▸ **Directions**
List, from the lines below, each one with "step" in it.

[Records drawn from a dataset]
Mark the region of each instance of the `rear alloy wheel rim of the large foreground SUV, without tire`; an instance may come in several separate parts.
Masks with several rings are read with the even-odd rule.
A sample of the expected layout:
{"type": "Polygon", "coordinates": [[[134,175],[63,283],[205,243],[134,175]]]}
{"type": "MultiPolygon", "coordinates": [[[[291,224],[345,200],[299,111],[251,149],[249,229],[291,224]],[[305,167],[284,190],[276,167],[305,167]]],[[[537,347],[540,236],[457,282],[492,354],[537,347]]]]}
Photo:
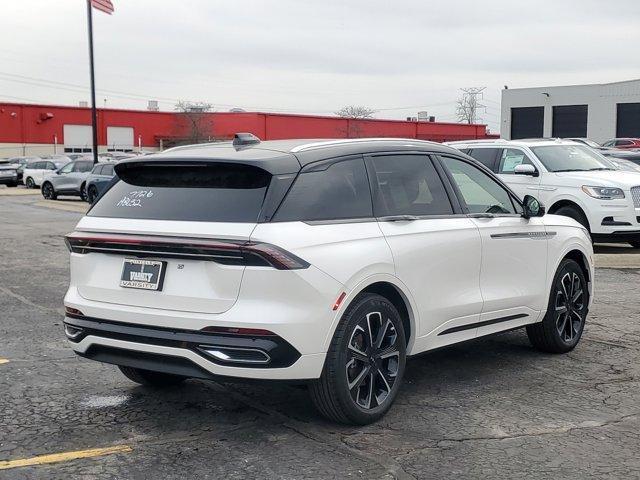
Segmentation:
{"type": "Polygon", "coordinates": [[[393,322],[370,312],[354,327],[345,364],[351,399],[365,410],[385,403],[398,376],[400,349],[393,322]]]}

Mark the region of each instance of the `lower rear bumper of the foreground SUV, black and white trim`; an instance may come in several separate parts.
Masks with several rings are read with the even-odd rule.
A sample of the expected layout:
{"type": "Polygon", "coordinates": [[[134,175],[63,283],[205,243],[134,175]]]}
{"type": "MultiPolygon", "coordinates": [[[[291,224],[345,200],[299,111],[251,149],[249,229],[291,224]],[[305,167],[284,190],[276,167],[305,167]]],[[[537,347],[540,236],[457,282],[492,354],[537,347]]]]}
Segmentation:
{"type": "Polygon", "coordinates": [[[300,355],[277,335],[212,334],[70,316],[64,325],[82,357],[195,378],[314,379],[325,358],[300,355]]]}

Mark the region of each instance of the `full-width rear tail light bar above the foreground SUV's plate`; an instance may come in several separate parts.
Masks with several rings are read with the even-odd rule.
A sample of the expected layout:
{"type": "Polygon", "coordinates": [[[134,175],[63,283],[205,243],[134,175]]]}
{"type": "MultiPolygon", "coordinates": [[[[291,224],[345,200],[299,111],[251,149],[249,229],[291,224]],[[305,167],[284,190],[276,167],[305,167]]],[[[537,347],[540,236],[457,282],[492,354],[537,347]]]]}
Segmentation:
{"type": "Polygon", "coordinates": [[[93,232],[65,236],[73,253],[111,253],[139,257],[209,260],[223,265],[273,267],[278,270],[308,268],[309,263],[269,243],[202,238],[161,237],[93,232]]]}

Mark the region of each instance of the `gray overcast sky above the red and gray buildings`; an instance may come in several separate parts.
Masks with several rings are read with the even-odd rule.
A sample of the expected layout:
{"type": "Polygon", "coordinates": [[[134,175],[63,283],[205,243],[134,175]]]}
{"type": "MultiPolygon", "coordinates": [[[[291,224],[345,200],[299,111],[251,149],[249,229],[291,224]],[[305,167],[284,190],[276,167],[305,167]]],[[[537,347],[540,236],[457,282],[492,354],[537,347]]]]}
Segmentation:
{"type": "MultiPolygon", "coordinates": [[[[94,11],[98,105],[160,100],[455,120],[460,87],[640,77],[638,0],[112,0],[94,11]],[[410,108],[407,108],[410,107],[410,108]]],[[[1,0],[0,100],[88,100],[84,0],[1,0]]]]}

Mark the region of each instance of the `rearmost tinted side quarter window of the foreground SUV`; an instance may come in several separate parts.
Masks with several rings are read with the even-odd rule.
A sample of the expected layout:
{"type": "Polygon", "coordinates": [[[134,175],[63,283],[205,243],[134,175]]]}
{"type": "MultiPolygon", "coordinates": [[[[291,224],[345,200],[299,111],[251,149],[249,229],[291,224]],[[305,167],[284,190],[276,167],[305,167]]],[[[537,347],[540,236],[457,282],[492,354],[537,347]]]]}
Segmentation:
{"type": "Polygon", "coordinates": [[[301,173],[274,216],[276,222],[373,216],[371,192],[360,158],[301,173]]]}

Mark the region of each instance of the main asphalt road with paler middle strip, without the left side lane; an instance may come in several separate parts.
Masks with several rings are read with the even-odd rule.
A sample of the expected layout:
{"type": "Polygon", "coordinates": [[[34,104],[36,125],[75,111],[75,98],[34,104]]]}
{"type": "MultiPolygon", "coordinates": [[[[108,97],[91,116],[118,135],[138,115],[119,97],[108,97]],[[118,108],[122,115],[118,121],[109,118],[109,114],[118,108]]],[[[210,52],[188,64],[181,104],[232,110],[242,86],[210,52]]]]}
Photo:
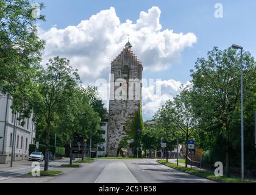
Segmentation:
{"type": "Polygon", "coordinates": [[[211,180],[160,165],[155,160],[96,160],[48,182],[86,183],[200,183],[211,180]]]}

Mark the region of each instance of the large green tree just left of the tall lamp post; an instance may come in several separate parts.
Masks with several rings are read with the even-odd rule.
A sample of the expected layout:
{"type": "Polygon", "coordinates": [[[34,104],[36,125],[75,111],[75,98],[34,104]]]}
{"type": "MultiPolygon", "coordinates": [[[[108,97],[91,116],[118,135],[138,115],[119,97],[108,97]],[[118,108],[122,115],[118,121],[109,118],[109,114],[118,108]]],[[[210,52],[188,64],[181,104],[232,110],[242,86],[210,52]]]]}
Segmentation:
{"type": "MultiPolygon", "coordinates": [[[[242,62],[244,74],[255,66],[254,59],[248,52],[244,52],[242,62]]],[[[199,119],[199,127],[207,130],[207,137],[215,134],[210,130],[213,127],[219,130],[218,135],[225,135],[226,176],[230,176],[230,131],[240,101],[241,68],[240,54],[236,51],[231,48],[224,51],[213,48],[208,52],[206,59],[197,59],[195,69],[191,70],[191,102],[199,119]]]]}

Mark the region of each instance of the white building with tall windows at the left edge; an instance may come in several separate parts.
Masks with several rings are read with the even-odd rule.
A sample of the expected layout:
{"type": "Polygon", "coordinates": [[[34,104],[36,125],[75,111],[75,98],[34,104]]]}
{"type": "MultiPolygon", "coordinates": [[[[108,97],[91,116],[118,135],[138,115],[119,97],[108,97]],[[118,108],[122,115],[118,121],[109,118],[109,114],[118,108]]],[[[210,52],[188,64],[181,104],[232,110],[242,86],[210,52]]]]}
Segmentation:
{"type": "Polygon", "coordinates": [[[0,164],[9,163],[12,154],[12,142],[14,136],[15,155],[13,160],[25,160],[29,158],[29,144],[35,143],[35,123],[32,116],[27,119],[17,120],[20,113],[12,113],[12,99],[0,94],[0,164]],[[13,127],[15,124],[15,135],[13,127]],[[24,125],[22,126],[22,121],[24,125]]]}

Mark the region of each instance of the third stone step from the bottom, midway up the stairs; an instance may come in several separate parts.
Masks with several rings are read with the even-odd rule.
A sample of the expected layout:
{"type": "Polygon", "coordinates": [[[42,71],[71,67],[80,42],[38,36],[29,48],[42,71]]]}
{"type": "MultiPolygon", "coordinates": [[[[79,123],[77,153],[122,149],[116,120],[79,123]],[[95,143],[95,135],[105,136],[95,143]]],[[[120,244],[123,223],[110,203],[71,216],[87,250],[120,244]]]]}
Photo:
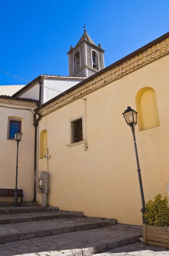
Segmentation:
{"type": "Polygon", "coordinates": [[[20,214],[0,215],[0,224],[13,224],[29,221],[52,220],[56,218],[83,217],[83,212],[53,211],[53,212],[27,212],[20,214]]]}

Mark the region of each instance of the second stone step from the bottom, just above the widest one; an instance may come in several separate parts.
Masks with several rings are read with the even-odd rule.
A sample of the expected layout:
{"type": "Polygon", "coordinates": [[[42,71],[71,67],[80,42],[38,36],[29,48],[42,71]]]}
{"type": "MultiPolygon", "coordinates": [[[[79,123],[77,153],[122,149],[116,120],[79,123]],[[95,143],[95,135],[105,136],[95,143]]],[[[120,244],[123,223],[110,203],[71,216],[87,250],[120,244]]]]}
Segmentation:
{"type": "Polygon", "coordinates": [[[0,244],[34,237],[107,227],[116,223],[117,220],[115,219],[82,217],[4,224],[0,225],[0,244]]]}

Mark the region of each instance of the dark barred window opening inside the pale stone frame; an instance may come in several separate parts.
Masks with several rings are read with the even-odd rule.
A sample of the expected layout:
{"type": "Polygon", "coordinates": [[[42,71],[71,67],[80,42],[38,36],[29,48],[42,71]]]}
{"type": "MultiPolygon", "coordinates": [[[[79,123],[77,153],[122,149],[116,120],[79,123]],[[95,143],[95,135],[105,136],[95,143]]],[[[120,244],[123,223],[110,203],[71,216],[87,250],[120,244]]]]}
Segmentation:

▸ **Your response**
Mark the region of each instance of the third stone step from the bottom, midway up the stairs; an instance may come in several separate parts.
Mark the region of each instance of the second stone step from the bottom, just above the widest one; an instance may come in several separate parts.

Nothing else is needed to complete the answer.